**Challenges:**
1. In the argus thread, what does rabins do when the filter given matches no flow?
2. Reproduce, word for word, the stretch of the argus thread from "Huge argus files" through "couple of issues.".

Huge argus files and racluster

Wed Feb 8 06:57:07 EST 2012

Are you using the latest client programs?

http://qosient.com/argus/dev/argus-clients-latest.tar.gz

Carter

On Feb 8, 2012, at 5:57 AM, Marco <listaddr at gmail.com> wrote:

> Thanks, that was very useful. Now I'm running into another couple of issues.
> 
> The first one is that rabin (invoked from ragraph) segfaults if the
> filter I specify does not match any flow. Can provide sample data if
> needed. In this specific case, the command line I'm using is
> 
> $ ragraph sbytes dbytes  -M 10s -n -r sample.argus -m proto  -w
> mygraph.png -title "abc" - dst host 10.192.1.138
> sh: line 1: 19240 Segmentation fault      /usr/bin/rabins -M hard zero
> -p6 -GL0 -s ltime sbytes dbytes -M 10s -n -r sample.argus -m proto -
> dst host 10.192.1.138 > /tmp/filepZbhuC
> usage: /usr/bin/ragraph metric (srcid | proto [daddr] | dport) [-title
> "title"] [ra-options]
> /usr/bin/ragraph: unable to create `/tmp/filepZbhuC.rrd': start time:
> unparsable time:
> 
> The file sample.argus happens to not have any flow where the
> destination IP is 10.192.1.138.
> 
> The second one is more of a philosophical issue, and now I'm wondering
> whether argus is really the tool I need for the task. Basically, since
> I need to determine incoming/outgoing bandwidth usage, I'm using
> "ragraph sbytes dbytes" to produce the graphics. If every flow is
> initiated from the LAN being monitored (say, 192.168.44.0/24), then
> "sbytes" effectively indicates the amount of physically outgoing data,
> and "dbytes" effectively indicates the amount of physically incoming
> data, so the resulting graph is an accurate representation of in/out
> bandwidth usage over time. But if there are externally-initiated flows
> (as in my case) along with internally-initiated ones, then "sbytes"
> will aggregate a mixture of data leaving and entering the network,
> depending on who initiated the flow being considered. The same happens
> for "dbytes". What this means is that a "ragraph sbytes dbytes" isn't
> really representing bandwidth usage in the two directions (the
> aggregate value "bytes" is still correct, but doesn't give any detail
> about what's outgoing and what's incoming).
> So obviously this isn't argus' fault, but I'm wondering whether
> there's a way to do what I'm looking for (with argus or another tool).
> It's also possible that I'm missing something obvious.
> 
> Thanks again for the quick replies and your patience.
> 
> 
> Il 07 febbraio 2012 19:26, Carter Bullard <carter at qosient.com> ha scritto:
>> Hey Marco,
>> Argus is very good at not over or undercounting packets, so don't worry
>> about
>> the aggregation model and how it affects accuracy, that has been worked over
>> very well.

**Excerpted data:**

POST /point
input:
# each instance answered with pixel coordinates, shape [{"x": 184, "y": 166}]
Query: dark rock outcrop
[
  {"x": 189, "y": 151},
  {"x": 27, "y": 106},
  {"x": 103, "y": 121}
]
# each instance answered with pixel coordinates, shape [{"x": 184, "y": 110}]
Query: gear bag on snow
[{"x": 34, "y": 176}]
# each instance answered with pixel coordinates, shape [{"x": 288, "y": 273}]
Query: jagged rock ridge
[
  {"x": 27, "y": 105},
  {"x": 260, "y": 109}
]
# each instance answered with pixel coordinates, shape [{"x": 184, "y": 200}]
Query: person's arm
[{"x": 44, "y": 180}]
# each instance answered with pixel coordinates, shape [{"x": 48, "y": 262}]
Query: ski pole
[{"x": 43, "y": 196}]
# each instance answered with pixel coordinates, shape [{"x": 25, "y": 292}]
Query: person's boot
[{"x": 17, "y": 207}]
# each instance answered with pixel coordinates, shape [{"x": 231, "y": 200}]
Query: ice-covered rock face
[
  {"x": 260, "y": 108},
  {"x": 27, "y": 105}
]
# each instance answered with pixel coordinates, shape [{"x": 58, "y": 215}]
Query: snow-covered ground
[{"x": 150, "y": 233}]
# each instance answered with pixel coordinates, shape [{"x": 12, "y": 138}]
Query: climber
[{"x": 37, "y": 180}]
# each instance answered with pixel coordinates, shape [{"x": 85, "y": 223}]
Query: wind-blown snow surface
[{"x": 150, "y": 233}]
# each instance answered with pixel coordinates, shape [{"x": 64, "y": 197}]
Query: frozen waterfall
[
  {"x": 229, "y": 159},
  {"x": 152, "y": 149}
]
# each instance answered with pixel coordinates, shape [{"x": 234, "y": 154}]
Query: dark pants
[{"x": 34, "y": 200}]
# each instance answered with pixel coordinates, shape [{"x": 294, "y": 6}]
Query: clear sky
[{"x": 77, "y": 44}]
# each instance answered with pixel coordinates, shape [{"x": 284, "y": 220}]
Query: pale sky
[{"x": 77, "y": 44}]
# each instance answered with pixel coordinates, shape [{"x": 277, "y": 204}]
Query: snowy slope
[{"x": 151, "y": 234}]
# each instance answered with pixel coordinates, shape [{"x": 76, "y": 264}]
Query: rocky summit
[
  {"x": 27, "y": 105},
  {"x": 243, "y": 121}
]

**Responses:**
1. It segfaults.

2.
Huge argus files and racluster

Wed Feb 8 06:57:07 EST 2012

Are you using the latest client programs?

http://qosient.com/argus/dev/argus-clients-latest.tar.gz

Carter

On Feb 8, 2012, at 5:57 AM, Marco <listaddr at gmail.com> wrote:

> Thanks, that was very useful. Now I'm running into another couple of issues.